══ DATA LISTING ══
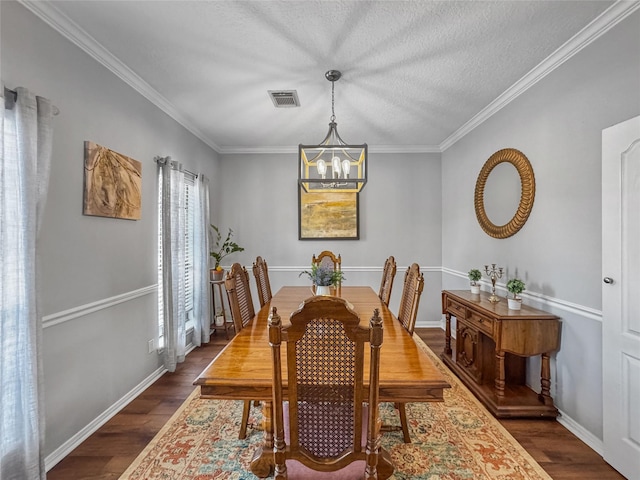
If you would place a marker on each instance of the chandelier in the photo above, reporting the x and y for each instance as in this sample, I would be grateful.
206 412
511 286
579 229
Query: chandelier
332 165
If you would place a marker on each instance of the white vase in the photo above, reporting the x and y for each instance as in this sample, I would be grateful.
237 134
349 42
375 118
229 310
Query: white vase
323 290
514 303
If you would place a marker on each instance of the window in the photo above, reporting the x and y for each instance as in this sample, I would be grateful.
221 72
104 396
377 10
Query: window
189 207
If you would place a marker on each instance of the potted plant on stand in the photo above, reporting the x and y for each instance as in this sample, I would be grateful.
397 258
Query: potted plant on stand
221 249
474 276
515 286
323 278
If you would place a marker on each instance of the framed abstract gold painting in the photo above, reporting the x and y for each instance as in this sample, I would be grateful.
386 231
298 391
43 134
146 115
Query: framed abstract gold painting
331 215
112 183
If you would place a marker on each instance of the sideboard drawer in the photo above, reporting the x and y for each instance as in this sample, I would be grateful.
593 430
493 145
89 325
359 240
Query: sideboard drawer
456 309
479 321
═══
OBJECTIVE:
Write out again the stretch from the line containing "of the sideboard" through the last of the lines above, requests included, and add -90 to every coordinate in the answers only.

EXERCISE ANSWER:
If you would place a marker on each instance of the sideboard drawer in the photo above, reporting the x and y for each instance as in this sample, I would be grateful.
593 430
493 145
89 325
359 240
Query: sideboard drawer
366 219
389 231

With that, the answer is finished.